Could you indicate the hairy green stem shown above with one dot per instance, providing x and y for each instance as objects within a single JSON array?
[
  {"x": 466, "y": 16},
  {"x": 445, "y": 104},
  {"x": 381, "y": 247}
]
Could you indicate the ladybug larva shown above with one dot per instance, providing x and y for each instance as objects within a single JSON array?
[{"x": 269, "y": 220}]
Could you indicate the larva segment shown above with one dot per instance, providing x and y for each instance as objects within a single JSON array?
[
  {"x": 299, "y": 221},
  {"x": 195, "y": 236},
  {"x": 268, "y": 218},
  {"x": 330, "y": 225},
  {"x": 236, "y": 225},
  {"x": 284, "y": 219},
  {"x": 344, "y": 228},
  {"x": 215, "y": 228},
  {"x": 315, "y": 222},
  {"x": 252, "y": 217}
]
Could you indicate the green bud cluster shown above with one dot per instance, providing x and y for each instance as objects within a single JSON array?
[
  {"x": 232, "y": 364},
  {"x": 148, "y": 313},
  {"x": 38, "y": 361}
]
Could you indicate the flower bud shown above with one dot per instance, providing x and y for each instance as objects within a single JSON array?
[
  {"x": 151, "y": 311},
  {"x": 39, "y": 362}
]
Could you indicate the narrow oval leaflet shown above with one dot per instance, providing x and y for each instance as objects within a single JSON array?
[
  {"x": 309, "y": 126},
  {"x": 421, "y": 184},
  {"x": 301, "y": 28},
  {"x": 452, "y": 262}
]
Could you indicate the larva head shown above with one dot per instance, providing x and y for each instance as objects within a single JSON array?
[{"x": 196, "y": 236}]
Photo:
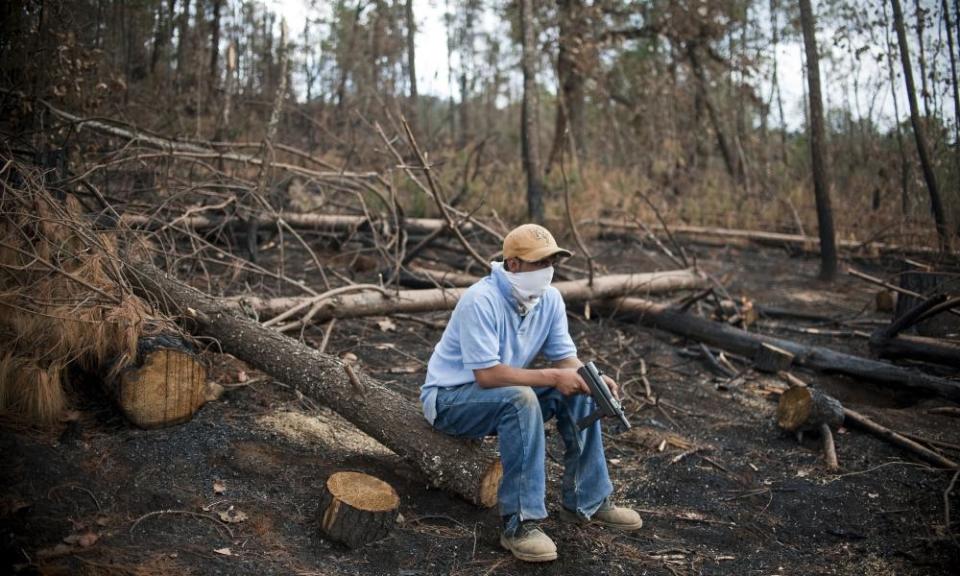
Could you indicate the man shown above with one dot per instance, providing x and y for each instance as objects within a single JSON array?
[{"x": 478, "y": 384}]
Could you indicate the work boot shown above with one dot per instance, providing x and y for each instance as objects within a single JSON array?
[
  {"x": 607, "y": 515},
  {"x": 527, "y": 541}
]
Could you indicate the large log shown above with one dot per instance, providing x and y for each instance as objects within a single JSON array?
[
  {"x": 413, "y": 301},
  {"x": 816, "y": 357},
  {"x": 325, "y": 222},
  {"x": 471, "y": 470},
  {"x": 727, "y": 236}
]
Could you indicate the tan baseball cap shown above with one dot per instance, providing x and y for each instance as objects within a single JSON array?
[{"x": 531, "y": 243}]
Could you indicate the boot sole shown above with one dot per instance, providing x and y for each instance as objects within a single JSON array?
[
  {"x": 545, "y": 557},
  {"x": 568, "y": 516}
]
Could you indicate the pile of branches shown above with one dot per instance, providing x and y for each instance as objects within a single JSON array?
[{"x": 65, "y": 301}]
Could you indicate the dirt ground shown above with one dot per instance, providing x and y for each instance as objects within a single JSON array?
[{"x": 721, "y": 489}]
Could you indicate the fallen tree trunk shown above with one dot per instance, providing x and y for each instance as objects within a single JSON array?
[
  {"x": 921, "y": 348},
  {"x": 166, "y": 387},
  {"x": 816, "y": 357},
  {"x": 412, "y": 301},
  {"x": 729, "y": 236},
  {"x": 469, "y": 470},
  {"x": 339, "y": 222}
]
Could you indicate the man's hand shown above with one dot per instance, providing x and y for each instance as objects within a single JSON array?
[
  {"x": 613, "y": 386},
  {"x": 568, "y": 382}
]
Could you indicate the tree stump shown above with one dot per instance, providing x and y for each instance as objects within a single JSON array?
[
  {"x": 929, "y": 284},
  {"x": 356, "y": 509},
  {"x": 770, "y": 359},
  {"x": 166, "y": 387},
  {"x": 807, "y": 408},
  {"x": 886, "y": 301}
]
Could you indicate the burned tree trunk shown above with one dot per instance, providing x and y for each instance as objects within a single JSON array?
[
  {"x": 471, "y": 471},
  {"x": 821, "y": 190},
  {"x": 816, "y": 357},
  {"x": 936, "y": 204},
  {"x": 529, "y": 127},
  {"x": 410, "y": 301}
]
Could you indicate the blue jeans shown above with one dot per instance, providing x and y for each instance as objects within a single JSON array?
[{"x": 516, "y": 415}]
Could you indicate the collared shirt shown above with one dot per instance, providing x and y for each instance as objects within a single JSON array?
[{"x": 486, "y": 329}]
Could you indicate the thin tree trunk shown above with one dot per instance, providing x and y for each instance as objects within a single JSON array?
[
  {"x": 726, "y": 149},
  {"x": 901, "y": 148},
  {"x": 926, "y": 164},
  {"x": 529, "y": 124},
  {"x": 183, "y": 43},
  {"x": 775, "y": 25},
  {"x": 412, "y": 65},
  {"x": 922, "y": 59},
  {"x": 828, "y": 249},
  {"x": 215, "y": 46},
  {"x": 953, "y": 82},
  {"x": 568, "y": 125}
]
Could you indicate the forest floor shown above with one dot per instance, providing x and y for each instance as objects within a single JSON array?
[{"x": 722, "y": 490}]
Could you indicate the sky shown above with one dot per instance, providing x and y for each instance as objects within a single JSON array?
[{"x": 432, "y": 77}]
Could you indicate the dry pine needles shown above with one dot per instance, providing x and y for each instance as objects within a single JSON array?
[{"x": 63, "y": 298}]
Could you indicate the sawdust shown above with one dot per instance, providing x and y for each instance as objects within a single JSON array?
[{"x": 324, "y": 428}]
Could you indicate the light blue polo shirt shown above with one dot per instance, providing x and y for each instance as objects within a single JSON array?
[{"x": 486, "y": 329}]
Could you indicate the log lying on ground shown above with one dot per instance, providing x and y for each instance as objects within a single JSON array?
[
  {"x": 356, "y": 509},
  {"x": 412, "y": 301},
  {"x": 467, "y": 469},
  {"x": 816, "y": 357},
  {"x": 857, "y": 419},
  {"x": 744, "y": 237},
  {"x": 804, "y": 408},
  {"x": 167, "y": 386},
  {"x": 800, "y": 399},
  {"x": 888, "y": 342},
  {"x": 326, "y": 222}
]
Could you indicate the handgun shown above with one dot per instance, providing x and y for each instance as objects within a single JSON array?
[{"x": 607, "y": 404}]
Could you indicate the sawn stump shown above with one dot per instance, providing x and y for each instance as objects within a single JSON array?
[{"x": 356, "y": 508}]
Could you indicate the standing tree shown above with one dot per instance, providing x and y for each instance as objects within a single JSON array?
[
  {"x": 411, "y": 63},
  {"x": 926, "y": 164},
  {"x": 828, "y": 249},
  {"x": 529, "y": 127},
  {"x": 568, "y": 126}
]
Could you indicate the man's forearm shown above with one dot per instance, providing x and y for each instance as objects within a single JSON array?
[
  {"x": 504, "y": 375},
  {"x": 571, "y": 362}
]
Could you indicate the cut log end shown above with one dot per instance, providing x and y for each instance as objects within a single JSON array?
[
  {"x": 356, "y": 509},
  {"x": 807, "y": 408},
  {"x": 167, "y": 388},
  {"x": 489, "y": 484}
]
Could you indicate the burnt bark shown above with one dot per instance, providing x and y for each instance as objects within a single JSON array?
[
  {"x": 529, "y": 124},
  {"x": 215, "y": 46},
  {"x": 412, "y": 64},
  {"x": 821, "y": 191},
  {"x": 568, "y": 124},
  {"x": 926, "y": 163}
]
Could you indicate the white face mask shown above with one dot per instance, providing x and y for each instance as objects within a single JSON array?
[{"x": 528, "y": 287}]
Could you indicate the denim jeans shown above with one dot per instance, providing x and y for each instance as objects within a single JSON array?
[{"x": 516, "y": 414}]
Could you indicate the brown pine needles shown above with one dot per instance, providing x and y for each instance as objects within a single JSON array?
[{"x": 63, "y": 298}]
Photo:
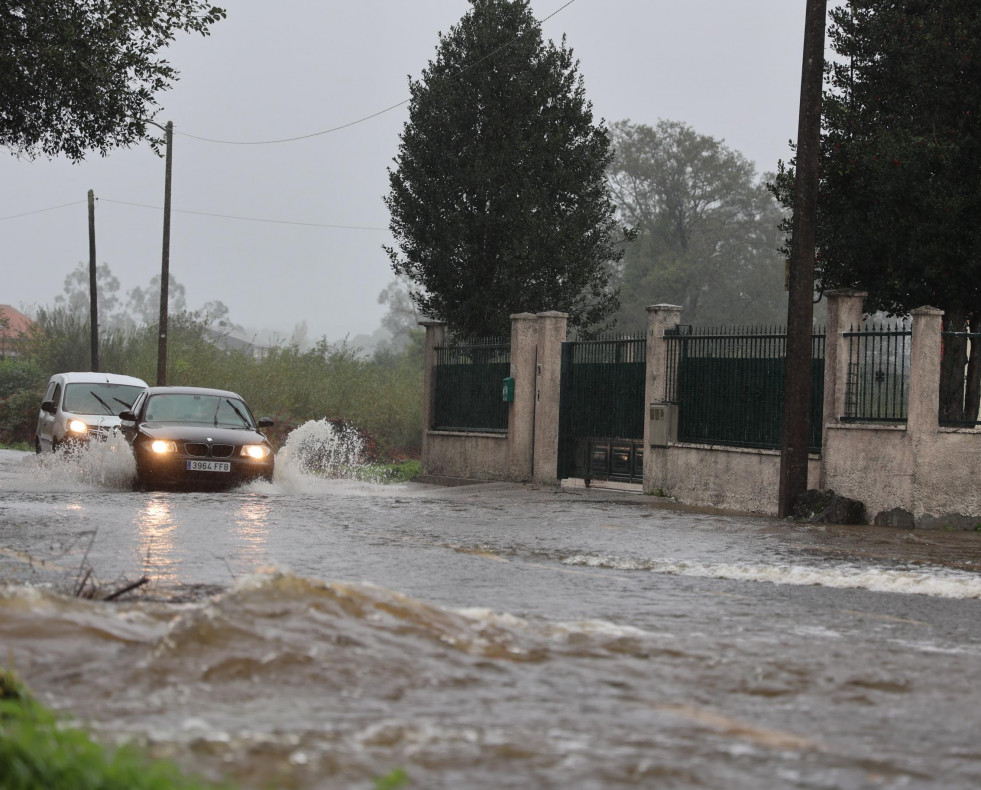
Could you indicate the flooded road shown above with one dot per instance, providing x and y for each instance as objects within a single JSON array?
[{"x": 316, "y": 633}]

■ Exercise
Repeat the lines of the records verbatim, starting at the line containing "Could you indicate the man's forearm" and stopping after the final line. Images stay out.

■ Solution to the exercise
Could you indicate the man's forearm shown above with one dot per instance, providing x and y for each instance as objects within a single JSON array?
[
  {"x": 504, "y": 375},
  {"x": 571, "y": 362}
]
Could you indicate the cut log end shown above with one dot per instance, providing x and y for each instance as objects within a single JSON array?
[
  {"x": 356, "y": 509},
  {"x": 807, "y": 408},
  {"x": 167, "y": 388},
  {"x": 489, "y": 484}
]
Could you indicate the burnt bark shown above with one dot per instance, providing x and y for each instance as objects within a single JSON array?
[
  {"x": 529, "y": 124},
  {"x": 215, "y": 46},
  {"x": 412, "y": 64},
  {"x": 821, "y": 191},
  {"x": 568, "y": 124},
  {"x": 926, "y": 163}
]
Could you indicate the white face mask shown above with one dot per instance, providing x and y for each instance as objects within a single JSON array?
[{"x": 528, "y": 287}]
Could you indicate the denim jeans shown above with one dot per instance, providing x and y for each instance as objects within a single JSON array?
[{"x": 516, "y": 414}]
Could you indicate the brown pine needles shown above with one dot per instance, providing x and y for each instance as objects within a single JSON array?
[{"x": 63, "y": 298}]
Photo:
Could you indicate the flooded road shown above with one dot per instance, providing x and y for each instance as objects within a single JSON array?
[{"x": 316, "y": 633}]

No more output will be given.